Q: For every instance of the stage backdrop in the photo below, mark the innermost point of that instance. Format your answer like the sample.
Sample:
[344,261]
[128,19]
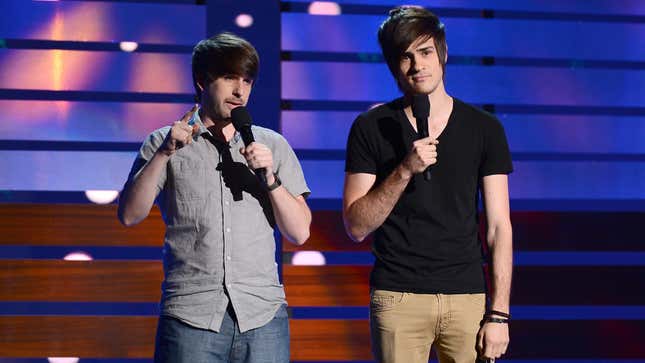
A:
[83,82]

------------------------------------------------------------------------

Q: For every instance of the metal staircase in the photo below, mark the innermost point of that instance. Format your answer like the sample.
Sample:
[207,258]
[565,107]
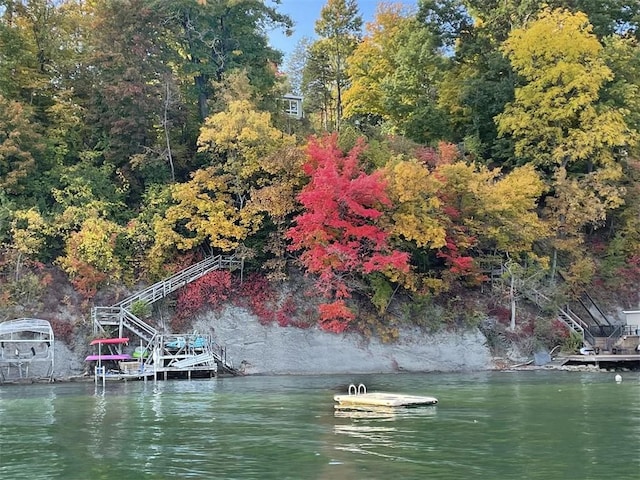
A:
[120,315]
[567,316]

------------------------------------------------------------------------

Count the lines of the records above that contain the word "instance". Give only the number.

2